## [Consigne]
Recopiez à l'identique le passage du texte extrait ci-dessous qui va de « J-M M : Oui. » jusqu'à « du XXe siècle. » inclus.

## [Texte extrait]
_ _ _ _ _ _ _
J-M M : Effectivement ce sont eux qui font quelque chose. Il est désolant que dans ce passage il y ait peu de gestes. Il est d'ailleurs curieusement construit. En tout cas, par rapport à la question que tu évoques, il n'y a pas le geste de transformer. Ce geste n'y est pas, qu'est-ce que ça signifie ?

► Il me semble qu'il y avait une quantité phénoménale d'eau, donc de vin.

J-M M : Oui.

► Moi j'ai relu le texte avant de venir, et j'ai vu qu'il s'agissait en fait de "deux ou trois mesures", ce n'est pas beaucoup !

J-M M : Pour vous, deux ou trois ce n'est pas beaucoup. Mais justement, en général, le deux et le trois sont des choses très importantes dans notre Nouveau Testament. Là aussi, quand nous allons essayer de fréquenter la cohérence symbolique du Nouveau Testament, nous nous rendrons compte que les éléments n'ont pas forcément la signification et la fonction qu'ils ont dans notre imaginaire d'occidental du XXe siècle.

Par ailleurs, il peut y avoir des questions que nous jugeons pertinentes mais pour lesquelles nous n'avons pas les réponses. Pour donner un exemple, le fait qu'il y ait 153 poissons tirés du lac au dernier chapitre : je suis sûr que 153 est signifiant, mais quelle est sa signification, je vous avoue que je ne connais pas pleinement la réponse, même s'il y a des suggestions, des possibilités de sens. Il faut aussi savoir attendre devant un texte.

La volonté du texte.
_ _ _ _ _ _ _
## [Données enregistrées]

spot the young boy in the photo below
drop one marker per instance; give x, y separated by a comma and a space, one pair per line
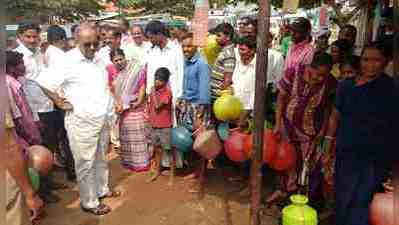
_ _ _ _ _ _ _
## [Bonne réponse]
J-M M : Oui.

► Moi j'ai relu le texte avant de venir, et j'ai vu qu'il s'agissait en fait de "deux ou trois mesures", ce n'est pas beaucoup !

J-M M : Pour vous, deux ou trois ce n'est pas beaucoup. Mais justement, en général, le deux et le trois sont des choses très importantes dans notre Nouveau Testament. Là aussi, quand nous allons essayer de fréquenter la cohérence symbolique du Nouveau Testament, nous nous rendrons compte que les éléments n'ont pas forcément la signification et la fonction qu'ils ont dans notre imaginaire d'occidental du XXe siècle.